* _Exercise passage_
++++++++
Cancer Research UK will use contactless payment technology in its face-to-face fundraising for the first time as part of its fundraising campaign for World Cancer Day.
Volunteer street fundraisers have been issued with digital collection tins to collect donations for World Cancer Day on 4 February at 16 locations in the UK.
Passers-by will be able to make contactless donations of £2 by tapping their contactless bank cards on specially designed readers held by the fundraisers. Most of the selected locations are at train stations and shopping centres in London, Glasgow, York, Liverpool and Leeds.
CRUK said in a statement that the launch of the technology represented a wider initiative to bring contactless payments to the sector. It said it had been working with other charities and with the technology companies Payter, Creditcall and Elayon to ensure the trial was a success.
It said it planned to share what it learned from the trial so that the sector as a whole would benefit.
++++++++
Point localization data
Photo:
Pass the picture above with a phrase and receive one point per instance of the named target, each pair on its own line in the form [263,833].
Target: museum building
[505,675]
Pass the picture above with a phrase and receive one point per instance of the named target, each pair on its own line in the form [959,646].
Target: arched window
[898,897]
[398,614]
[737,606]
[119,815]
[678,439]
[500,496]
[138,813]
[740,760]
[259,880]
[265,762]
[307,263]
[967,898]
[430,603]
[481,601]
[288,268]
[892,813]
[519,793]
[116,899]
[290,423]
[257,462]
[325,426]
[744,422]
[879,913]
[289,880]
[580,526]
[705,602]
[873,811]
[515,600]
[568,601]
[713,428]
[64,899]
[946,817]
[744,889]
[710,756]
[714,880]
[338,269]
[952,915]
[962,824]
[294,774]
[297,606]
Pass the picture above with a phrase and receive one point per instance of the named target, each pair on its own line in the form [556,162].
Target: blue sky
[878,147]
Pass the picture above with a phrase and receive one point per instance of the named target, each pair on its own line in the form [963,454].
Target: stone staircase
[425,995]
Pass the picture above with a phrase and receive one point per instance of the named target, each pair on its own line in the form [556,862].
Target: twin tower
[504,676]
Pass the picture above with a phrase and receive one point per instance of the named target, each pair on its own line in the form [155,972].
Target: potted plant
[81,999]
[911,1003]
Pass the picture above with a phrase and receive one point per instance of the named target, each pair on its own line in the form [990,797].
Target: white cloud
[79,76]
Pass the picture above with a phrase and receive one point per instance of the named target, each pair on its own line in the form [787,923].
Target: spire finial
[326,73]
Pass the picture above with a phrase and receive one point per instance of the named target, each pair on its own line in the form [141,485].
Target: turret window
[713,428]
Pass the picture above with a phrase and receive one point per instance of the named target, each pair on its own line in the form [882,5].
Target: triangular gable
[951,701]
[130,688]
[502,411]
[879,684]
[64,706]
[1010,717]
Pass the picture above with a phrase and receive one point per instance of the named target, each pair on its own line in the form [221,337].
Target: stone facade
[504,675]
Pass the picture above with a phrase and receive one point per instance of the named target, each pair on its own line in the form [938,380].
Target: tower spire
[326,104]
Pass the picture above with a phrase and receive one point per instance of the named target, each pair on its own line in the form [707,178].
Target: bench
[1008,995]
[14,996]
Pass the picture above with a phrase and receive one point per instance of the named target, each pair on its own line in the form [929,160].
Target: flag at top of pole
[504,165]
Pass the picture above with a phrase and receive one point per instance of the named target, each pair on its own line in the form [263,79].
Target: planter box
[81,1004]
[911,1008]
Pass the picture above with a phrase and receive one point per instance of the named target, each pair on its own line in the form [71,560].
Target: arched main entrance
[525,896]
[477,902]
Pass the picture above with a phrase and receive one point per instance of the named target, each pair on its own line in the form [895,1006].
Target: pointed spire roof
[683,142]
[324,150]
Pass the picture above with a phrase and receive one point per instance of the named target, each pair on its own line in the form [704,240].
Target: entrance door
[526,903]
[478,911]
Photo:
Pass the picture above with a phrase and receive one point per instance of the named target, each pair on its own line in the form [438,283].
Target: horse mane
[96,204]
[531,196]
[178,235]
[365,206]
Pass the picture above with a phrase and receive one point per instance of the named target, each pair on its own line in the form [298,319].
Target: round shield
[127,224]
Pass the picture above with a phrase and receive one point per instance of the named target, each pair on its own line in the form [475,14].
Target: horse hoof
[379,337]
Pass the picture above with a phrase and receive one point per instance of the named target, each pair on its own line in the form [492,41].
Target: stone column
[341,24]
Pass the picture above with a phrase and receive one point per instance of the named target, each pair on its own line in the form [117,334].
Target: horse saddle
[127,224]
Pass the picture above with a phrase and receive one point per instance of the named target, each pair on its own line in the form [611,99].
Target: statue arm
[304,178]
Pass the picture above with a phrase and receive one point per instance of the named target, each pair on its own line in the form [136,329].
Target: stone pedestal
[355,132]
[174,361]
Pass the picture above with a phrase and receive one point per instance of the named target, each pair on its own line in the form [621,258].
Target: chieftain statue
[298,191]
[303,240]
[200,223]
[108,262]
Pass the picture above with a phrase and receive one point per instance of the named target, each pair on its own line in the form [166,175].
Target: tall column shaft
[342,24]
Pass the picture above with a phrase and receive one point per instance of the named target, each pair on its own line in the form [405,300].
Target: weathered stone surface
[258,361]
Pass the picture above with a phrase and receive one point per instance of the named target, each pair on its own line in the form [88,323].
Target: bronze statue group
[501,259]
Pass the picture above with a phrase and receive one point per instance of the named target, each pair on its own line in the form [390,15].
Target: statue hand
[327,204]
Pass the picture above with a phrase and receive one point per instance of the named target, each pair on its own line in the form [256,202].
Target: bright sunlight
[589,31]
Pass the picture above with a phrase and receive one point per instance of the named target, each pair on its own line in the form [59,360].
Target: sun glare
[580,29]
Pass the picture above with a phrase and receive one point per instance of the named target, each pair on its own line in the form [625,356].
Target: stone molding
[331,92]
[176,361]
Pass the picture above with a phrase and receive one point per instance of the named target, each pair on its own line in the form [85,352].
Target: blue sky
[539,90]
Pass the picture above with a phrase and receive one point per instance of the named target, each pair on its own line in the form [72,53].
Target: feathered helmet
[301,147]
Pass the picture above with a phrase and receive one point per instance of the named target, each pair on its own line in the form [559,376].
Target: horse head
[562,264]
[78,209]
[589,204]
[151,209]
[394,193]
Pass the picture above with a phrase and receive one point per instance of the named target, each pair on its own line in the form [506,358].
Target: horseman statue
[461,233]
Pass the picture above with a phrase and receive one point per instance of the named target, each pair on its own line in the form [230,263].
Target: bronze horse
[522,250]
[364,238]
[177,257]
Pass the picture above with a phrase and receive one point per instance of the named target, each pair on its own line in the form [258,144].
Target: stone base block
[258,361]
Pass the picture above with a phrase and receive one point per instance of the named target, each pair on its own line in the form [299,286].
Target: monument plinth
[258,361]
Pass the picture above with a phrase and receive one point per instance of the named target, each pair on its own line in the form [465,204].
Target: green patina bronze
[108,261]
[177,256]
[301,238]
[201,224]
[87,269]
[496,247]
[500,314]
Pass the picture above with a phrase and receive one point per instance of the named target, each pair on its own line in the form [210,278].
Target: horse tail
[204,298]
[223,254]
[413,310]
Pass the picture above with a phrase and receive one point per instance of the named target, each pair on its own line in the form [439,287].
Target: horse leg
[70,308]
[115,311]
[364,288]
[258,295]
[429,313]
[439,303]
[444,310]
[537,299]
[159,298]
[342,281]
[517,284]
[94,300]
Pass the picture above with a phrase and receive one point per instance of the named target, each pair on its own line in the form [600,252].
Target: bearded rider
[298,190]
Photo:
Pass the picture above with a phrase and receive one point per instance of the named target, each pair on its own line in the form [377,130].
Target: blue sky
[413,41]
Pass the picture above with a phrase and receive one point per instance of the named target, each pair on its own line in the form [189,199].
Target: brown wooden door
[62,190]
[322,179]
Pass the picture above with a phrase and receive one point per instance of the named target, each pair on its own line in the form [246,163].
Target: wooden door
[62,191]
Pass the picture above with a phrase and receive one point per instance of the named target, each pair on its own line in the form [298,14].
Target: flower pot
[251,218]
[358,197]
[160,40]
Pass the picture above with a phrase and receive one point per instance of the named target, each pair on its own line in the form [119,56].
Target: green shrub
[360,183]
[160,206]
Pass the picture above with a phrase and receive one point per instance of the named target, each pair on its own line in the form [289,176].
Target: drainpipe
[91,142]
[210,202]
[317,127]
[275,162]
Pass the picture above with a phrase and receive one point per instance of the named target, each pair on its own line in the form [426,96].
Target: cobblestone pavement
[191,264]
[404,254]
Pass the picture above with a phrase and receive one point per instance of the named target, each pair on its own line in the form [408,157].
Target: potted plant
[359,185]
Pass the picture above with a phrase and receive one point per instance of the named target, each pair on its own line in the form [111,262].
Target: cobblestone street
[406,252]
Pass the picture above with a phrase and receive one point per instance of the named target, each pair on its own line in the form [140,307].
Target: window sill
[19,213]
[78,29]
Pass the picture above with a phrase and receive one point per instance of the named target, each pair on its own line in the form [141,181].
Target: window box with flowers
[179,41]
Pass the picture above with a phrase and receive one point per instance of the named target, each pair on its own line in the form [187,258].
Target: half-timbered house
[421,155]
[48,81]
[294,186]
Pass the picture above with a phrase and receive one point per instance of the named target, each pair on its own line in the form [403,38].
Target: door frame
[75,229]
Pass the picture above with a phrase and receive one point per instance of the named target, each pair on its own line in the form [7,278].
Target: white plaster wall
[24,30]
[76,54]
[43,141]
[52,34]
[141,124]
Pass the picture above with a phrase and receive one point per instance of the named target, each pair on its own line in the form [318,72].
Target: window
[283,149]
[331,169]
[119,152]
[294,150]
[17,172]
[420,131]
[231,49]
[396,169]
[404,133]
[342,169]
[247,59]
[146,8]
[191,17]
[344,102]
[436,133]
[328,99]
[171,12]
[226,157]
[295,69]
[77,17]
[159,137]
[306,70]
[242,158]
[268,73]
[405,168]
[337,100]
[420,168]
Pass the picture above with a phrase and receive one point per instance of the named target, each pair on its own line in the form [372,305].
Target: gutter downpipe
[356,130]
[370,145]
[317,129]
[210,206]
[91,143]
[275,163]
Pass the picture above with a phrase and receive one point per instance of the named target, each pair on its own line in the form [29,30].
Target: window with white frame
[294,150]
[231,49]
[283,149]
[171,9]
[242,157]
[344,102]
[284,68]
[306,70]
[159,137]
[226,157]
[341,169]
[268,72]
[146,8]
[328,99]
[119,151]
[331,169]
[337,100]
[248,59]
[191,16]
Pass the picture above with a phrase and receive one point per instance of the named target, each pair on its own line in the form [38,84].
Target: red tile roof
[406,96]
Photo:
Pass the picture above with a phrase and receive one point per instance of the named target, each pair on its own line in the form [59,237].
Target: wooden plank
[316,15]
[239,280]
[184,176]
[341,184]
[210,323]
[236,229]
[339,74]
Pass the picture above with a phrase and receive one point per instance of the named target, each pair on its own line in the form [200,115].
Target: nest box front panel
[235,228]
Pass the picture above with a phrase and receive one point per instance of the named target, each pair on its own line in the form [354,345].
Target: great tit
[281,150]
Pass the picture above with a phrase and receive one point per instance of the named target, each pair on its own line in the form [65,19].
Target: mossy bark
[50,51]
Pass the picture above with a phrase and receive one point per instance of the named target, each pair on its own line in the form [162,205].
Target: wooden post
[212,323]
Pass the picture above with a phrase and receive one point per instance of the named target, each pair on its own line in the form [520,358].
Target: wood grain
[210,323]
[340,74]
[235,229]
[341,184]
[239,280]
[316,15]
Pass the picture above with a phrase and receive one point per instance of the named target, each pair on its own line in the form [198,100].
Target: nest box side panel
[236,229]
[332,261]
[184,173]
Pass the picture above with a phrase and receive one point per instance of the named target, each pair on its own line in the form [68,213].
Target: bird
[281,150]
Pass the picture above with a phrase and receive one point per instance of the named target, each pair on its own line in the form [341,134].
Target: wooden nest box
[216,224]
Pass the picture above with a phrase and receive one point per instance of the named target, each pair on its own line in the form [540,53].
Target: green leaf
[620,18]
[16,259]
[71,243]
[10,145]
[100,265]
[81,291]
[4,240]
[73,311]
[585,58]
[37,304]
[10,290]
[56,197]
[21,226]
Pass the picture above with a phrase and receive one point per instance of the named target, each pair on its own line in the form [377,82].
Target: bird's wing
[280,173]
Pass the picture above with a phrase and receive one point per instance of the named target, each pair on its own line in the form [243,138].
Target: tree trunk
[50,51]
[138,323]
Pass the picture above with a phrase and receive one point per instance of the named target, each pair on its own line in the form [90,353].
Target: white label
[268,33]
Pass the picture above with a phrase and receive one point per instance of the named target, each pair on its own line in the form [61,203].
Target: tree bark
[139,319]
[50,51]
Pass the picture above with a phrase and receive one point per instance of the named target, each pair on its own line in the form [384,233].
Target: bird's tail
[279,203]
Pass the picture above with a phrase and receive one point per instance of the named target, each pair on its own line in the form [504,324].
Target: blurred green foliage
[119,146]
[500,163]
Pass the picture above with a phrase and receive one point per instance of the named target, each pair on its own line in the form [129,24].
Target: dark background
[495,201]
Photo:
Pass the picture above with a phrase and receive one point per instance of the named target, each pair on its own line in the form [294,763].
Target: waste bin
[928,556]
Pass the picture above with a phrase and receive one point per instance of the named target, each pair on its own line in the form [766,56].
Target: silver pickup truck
++++++++
* _Exercise requirements_
1 - Answer these questions about the article on contactless fundraising:
(a) On what date is World Cancer Day?
(b) How much is each contactless donation?
(c) Which technology companies did CRUK work with?
2 - Could you write out the part of the contactless fundraising article from "Passers-by will be" to "was a success."?
3 - According to the contactless fundraising article, why does CRUK plan to share what it learns from the trial? Answer in one to three sentences.

* _Solutions for each task_
1 -
(a) 4 February
(b) £2
(c) Payter, Creditcall and Elayon

2 -
Passers-by will be able to make contactless donations of £2 by tapping their contactless bank cards on specially designed readers held by the fundraisers. Most of the selected locations are at train stations and shopping centres in London, Glasgow, York, Liverpool and Leeds.
CRUK said in a statement that the launch of the technology represented a wider initiative to bring contactless payments to the sector. It said it had been working with other charities and with the technology companies Payter, Creditcall and Elayon to ensure the trial was a success.

3 - CRUK plans to share what it learns from the trial so that the sector as a whole will benefit.